Covid-19 demolishes agriculture in South Sudan

Covid-19 demolishes agriculture in South Sudan

After initial pandemic shock, supply chain blockages, inflation and climate change present continuing threats to farmers

By Denis Morris Mimbugbe 

It’s two and half years now since the world experienced the deadly pandemic. In April 2020, South Sudan reported the country’s first case of the virus that later led to issuing related restrictions on all large gatherings nationwide, including academic institutions, markets, and domestic and international travels.

The quarantines were compulsory for all travelers with preventive measures, including wearing protective facemasks and social distancing. South Sudan’s land borders such as Kaya, Elegu, Nabiapai and others were all closed but later were opened under serious restrictions.

The repercussions of the Covid-19 pandemic have affected the government, farmers, agro-dealers, and non-governmental organizations, impacting the agricultural sector in South Sudan in several ways. 

Farmer on Gondokoro island harvesting 1
A farmer in Gondokoro Island harvesting

The South Sudanese economy is based on agriculture which is largely subsistence farming, livestock rearing, fishing, and wild food collection, with average field sizes of two hectares or less per household. 

According to the South Sudan Agricultural Sector Policy Framework, about 85% of households in South Sudan cultivate crops and around 65% own cattle.

South Sudan is the youngest African nation and a fragile nation. Food availability and access remain big challenges for the majority of the population due to the country’s prolonged conflict, which has disrupted agriculture and displaced many people.

The Covid-19 pandemic, therefore, posed a serious threat to an already vulnerable situation, especially regarding food and water security.

## SUPPLIED INFORMATION
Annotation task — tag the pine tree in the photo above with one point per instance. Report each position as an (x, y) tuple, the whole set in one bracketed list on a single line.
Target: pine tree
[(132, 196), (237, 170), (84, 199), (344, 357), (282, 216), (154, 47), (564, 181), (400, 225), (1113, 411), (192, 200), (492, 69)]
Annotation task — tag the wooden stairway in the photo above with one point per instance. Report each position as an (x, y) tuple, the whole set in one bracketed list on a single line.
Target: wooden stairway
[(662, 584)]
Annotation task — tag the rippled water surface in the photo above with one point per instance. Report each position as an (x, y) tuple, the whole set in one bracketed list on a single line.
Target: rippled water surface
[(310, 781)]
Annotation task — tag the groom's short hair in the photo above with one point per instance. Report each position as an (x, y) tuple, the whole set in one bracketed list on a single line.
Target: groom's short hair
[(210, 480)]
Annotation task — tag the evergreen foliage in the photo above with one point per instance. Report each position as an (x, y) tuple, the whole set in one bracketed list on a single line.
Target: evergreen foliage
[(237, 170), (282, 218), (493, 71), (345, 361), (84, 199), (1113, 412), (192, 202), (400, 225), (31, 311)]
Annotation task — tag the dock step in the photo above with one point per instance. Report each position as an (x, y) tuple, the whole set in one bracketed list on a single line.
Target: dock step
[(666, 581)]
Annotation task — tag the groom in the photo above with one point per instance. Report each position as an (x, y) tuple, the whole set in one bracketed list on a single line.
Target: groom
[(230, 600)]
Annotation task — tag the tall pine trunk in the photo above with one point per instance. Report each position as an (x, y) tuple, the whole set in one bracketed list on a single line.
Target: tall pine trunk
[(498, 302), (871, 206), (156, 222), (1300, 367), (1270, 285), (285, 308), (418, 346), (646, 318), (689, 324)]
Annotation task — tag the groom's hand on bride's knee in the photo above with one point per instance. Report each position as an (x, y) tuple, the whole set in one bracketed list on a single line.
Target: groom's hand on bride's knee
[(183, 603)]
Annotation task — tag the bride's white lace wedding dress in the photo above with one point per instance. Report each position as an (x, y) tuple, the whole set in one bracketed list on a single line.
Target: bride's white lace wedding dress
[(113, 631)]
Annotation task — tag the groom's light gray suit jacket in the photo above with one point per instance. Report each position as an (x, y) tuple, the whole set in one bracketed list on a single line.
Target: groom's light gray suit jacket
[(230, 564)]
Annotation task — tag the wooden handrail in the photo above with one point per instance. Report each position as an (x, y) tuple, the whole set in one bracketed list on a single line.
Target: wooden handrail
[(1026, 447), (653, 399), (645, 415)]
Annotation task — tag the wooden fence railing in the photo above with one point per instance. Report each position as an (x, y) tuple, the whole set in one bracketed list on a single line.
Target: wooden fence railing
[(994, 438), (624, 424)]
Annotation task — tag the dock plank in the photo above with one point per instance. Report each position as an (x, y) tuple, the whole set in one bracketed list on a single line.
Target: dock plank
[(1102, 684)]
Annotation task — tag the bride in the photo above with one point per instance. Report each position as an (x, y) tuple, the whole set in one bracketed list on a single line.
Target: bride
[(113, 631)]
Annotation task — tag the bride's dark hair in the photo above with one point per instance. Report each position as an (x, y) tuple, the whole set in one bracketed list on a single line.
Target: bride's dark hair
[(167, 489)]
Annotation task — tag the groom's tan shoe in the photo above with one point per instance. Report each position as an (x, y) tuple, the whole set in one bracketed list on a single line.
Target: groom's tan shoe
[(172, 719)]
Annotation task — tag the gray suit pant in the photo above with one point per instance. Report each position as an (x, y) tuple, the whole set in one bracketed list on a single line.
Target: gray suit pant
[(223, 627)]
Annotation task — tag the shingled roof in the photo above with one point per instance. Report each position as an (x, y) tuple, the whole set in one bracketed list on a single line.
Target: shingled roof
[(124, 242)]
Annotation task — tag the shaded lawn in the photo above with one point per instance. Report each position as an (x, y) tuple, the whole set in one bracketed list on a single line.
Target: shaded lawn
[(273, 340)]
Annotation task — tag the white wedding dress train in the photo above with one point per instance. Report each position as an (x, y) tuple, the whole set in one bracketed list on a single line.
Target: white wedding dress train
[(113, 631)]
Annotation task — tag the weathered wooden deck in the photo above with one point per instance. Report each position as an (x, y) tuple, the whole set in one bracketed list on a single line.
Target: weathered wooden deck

## TO DO
According to the South Sudan article, what share of households in South Sudan cultivate crops? The entries are not needed for this exercise.

## TASK OUTPUT
About 85% of households cultivate crops.